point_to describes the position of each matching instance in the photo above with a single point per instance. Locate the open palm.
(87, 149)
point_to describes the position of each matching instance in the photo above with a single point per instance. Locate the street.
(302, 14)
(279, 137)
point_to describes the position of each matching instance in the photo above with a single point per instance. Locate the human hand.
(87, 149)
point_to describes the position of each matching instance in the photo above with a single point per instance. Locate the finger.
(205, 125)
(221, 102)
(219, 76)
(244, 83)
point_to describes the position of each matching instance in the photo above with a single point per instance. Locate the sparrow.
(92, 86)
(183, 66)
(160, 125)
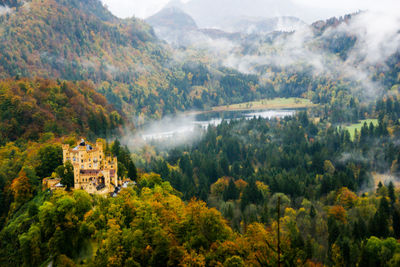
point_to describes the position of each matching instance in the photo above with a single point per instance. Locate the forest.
(319, 188)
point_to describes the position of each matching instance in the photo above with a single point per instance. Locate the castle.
(93, 171)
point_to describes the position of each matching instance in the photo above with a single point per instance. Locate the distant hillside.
(73, 40)
(263, 25)
(173, 18)
(31, 107)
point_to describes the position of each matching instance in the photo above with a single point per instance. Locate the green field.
(352, 127)
(276, 103)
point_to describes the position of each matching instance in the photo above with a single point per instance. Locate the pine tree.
(231, 192)
(391, 192)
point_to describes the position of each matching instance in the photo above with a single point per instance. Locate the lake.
(182, 127)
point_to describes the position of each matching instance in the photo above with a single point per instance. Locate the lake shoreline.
(266, 104)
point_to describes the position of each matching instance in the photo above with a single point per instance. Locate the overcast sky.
(145, 8)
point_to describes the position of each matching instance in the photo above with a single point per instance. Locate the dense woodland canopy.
(70, 69)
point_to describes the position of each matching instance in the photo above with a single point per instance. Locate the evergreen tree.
(391, 192)
(231, 192)
(66, 173)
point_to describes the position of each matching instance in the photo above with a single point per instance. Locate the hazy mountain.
(215, 13)
(172, 18)
(251, 25)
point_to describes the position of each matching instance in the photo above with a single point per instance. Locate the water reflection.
(184, 127)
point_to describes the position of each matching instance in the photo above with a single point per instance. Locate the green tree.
(66, 173)
(50, 157)
(231, 192)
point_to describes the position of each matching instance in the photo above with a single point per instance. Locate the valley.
(194, 133)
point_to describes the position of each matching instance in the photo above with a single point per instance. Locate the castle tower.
(93, 172)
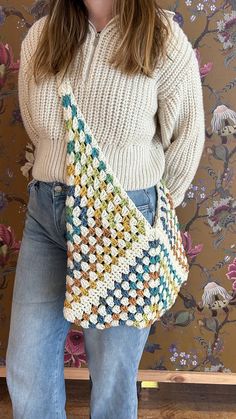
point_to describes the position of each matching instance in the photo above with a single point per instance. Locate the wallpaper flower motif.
(196, 334)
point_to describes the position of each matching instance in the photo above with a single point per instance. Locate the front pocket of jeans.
(31, 184)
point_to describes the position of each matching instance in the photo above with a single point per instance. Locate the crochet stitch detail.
(120, 269)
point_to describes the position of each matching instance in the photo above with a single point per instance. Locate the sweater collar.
(105, 29)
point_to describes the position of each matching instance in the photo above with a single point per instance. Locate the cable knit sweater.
(122, 112)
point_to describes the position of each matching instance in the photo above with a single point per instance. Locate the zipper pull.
(96, 39)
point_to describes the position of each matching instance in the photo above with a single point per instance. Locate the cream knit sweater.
(122, 112)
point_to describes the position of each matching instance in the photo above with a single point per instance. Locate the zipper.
(95, 42)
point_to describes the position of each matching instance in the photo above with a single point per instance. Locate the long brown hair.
(143, 35)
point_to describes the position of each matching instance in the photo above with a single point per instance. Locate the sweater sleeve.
(23, 96)
(182, 129)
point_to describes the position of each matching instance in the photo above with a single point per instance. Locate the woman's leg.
(35, 352)
(114, 354)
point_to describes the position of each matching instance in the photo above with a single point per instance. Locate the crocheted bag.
(120, 269)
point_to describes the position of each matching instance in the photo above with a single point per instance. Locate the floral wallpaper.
(197, 333)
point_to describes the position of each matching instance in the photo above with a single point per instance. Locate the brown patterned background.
(198, 333)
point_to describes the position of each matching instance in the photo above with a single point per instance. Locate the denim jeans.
(38, 330)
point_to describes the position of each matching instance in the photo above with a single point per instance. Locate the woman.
(146, 110)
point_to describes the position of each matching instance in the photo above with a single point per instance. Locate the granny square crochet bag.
(120, 269)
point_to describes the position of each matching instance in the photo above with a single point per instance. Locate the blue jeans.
(35, 352)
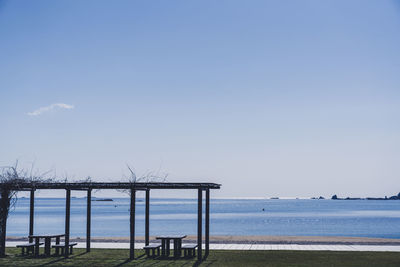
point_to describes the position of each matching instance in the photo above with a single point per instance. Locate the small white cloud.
(41, 110)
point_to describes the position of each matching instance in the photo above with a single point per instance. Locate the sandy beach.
(301, 240)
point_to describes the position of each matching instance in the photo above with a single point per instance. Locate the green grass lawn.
(119, 257)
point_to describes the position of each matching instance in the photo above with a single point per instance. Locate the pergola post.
(147, 219)
(31, 214)
(132, 225)
(67, 221)
(4, 205)
(88, 218)
(207, 221)
(199, 223)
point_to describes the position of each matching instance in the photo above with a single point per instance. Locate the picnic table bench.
(153, 248)
(189, 250)
(62, 247)
(30, 247)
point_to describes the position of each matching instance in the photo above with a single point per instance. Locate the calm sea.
(228, 217)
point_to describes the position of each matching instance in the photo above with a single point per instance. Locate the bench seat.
(62, 247)
(189, 250)
(30, 247)
(153, 248)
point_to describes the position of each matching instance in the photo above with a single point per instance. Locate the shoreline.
(299, 240)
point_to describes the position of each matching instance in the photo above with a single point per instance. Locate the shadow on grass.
(62, 258)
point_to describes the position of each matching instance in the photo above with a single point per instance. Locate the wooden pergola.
(132, 187)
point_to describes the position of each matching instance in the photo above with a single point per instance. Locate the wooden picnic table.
(47, 242)
(165, 244)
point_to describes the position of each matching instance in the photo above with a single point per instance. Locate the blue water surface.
(362, 218)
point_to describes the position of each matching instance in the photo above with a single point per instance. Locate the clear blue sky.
(269, 98)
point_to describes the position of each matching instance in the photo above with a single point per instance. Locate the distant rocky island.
(335, 197)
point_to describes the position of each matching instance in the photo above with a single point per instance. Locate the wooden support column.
(132, 225)
(147, 219)
(31, 214)
(4, 205)
(207, 221)
(67, 221)
(88, 219)
(199, 223)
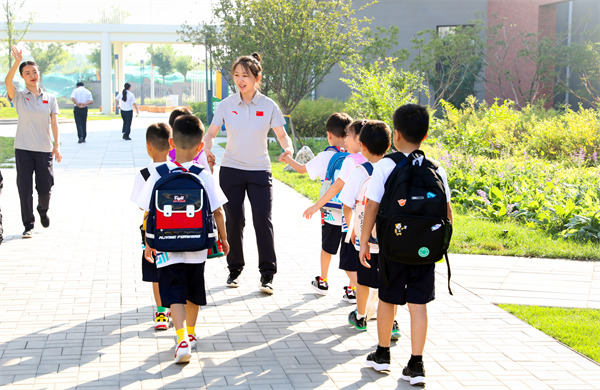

> _EXERCISE DIRECTIONS_
Once the pictures are set aside, please output all the data word for word.

> _TASK ANSWER_
point_to describes the position of each matching instance in the photo above with a single point per instance. Locate the open palm.
(87, 149)
point_to describes the position of each matching instance in the photo above with a single point per instance. Locate the street.
(302, 14)
(279, 137)
point_to describes the position of each matching instance in the photo above with a single point per instance. Locate the human hand.
(87, 149)
point_to describes the position of each matching instance in the photo above with a single point per instance. Locate the finger.
(205, 125)
(221, 102)
(219, 76)
(244, 83)
point_to describes the position of each matching instance in the photo above with a single point per instance. Locate the sparrow.
(92, 86)
(183, 66)
(160, 125)
point_to describes the position of each matching instance in the photo above with a single point per instance. Locate the forest.
(319, 188)
point_to describes the position of each matching instance in the photo above with a single point per instance. Locate the castle.
(93, 171)
point_to describes the position of each matching instance in the photo above with a single point per instance. Locate the distant hillside.
(73, 40)
(263, 25)
(173, 18)
(31, 107)
point_to describes the position of each matching instance in the photo above with a single point per instance. Locate the green field.
(352, 127)
(276, 103)
point_to describes the position of each matching instance in the photo above with a single point per instance. Locate the pine tree.
(231, 192)
(391, 192)
point_to describes the position of each matching instance in the photo above with a single point per instance. Locate the lake.
(182, 127)
point_to describes the position of each matching instance in the photo above with a single point per instance. Locate the lake shoreline.
(266, 104)
point_to describes the position of each matching instance in the photo above with a single point per instance. Locate the overcast sky.
(145, 8)
point_to describes the position of each matching instance in the photo above with a single point per instance. Locate the dense woodland canopy.
(70, 69)
point_to describes the position of each matching instance in the photo above with a single point per instance. Locate the evergreen tree.
(391, 192)
(231, 192)
(66, 173)
point_to describes the position of each matching instance in the photo above with a single point per instance. Locate the hazy mountain.
(215, 13)
(172, 18)
(251, 25)
point_to describes the position of each matching instance in the photo above with a single point per instance. Locate the water reflection.
(184, 127)
point_to describes the position of each matching instance in the photo above with a single point per instance. Locate the green tree.
(66, 173)
(50, 157)
(231, 192)
point_to describes the position of each matching instance in the photo above with a single point per instance. Locate the valley.
(194, 133)
point_to describes the position of each matching instance in the photo above with a single point per instance. Locate the castle tower.
(93, 172)
point_to describes the position of each matching instance in the photo above with a single point per instance. Locate the wallpaper flower motif.
(196, 334)
point_to describes the position of each matching instance in the photo above with a single point per instance. Locate the front pocket of jeans.
(31, 184)
point_to describes the position of each matching instance in the photo above with a single point per instance. Locate the crochet stitch detail.
(120, 269)
point_to describes the position of each matching instance in the photo above with a single point per instance. Locate the sweater collar.
(105, 29)
point_to describes the position of each matching instance in the photo above with a single point per instance. Locate the cable knit sweater.
(122, 112)
point_to describes the position of each matching instance in the photo above with a single point per instance. Locate the zipper pull.
(96, 39)
point_to describes the position of each matching instance in the photo above with a single point per instance. Locate the cream knit sweater.
(122, 112)
point_to describes the position of each matching instance in the photo above with a single point per instance. Locate the zipper.
(95, 42)
point_to describes the position of each matching instance in the photo above with a single point per instance. Locate the long brown hair.
(143, 35)
point_to describes the position of each matching instance in the photo above with a single point per instance. Locate the sweater sleeve.
(23, 96)
(182, 129)
point_to describes the position of each matching instance in the photo above with a single point per instance. Locate the woman's leg.
(35, 352)
(114, 354)
point_to describes the position of each matching instance in the photo above with a single point per instance. Locate the crocheted bag.
(120, 269)
point_to describes the position of each matching instance in the photo above with a single point per instance. Locate the floral wallpaper.
(197, 333)
point_to describes the position of each matching instance in the photo above with a single point per instance. Locate the brown patterned background.
(198, 333)
point_to describes the position of each matching instance in the photo above with a single point per instance. Locate the denim jeans.
(38, 330)
point_to describes the position of each matching instance in the photo above with a single point per instance. Locate the woman.
(146, 110)
point_to describes the position of each matching instance in the photo above with a single point per instance. Locate the granny square crochet bag.
(120, 269)
point_to describes the position of each matching instance in the photo above with a single point per instance. Locate the blue jeans.
(35, 352)
point_to describes the position of each matching instance in the photo above with a single point per instance. Locate the small white cloud.
(41, 110)
point_to describes the position of each matching instance in the photo above with a single point per instance. Locate the sandy beach.
(301, 240)
point_to describes the position of each matching instance in the photo above with a single point per instance. Locate the green grass lawn.
(119, 257)
point_to describes the position of each matching instance in the photo above with a single point per instance. Locate the pergola post.
(147, 219)
(31, 214)
(132, 225)
(67, 221)
(4, 205)
(88, 218)
(207, 221)
(199, 223)
point_to describes the position of each matching instance in the photo above with a single point per instance. Locate the picnic table bench.
(153, 248)
(189, 250)
(62, 247)
(30, 247)
point_to describes the position of each matching instance in the photo above with a single point per instance. Locate the calm sea.
(228, 217)
point_to describes the position of each matching instance in the photo above with a single point per instance. Locate the bench seat.
(62, 247)
(189, 250)
(30, 247)
(153, 248)
point_to describes the position of each matching instance in the photo above with a single point per instance. Locate the shoreline.
(299, 240)
point_to describes the position of each matching instance in the photo above with a single point per instance. Locate the shadow on grass.
(62, 258)
point_to describes the position of each matching instance in the photo above with a single point per instance. Locate the wooden pergola.
(132, 187)
point_to describes the position of each matching instance in the photo above with a single point per instance. Locate the wooden picnic table.
(47, 242)
(165, 244)
point_to describes the position of each matching instance in the photo above with a single point per instance. Locate the blue water surface.
(362, 218)
point_to describes the position of each matching instance in the photo above with a single point per instance. Locate the clear blue sky.
(269, 98)
point_to describes the position of each matching instance in the photo above with a single point per instance. Locate the distant rocky island.
(335, 197)
point_to describes the position of each matching instance in the photo above with a single point per instance. Locate the wooden support column.
(132, 225)
(147, 219)
(31, 214)
(4, 205)
(207, 221)
(67, 221)
(88, 219)
(199, 223)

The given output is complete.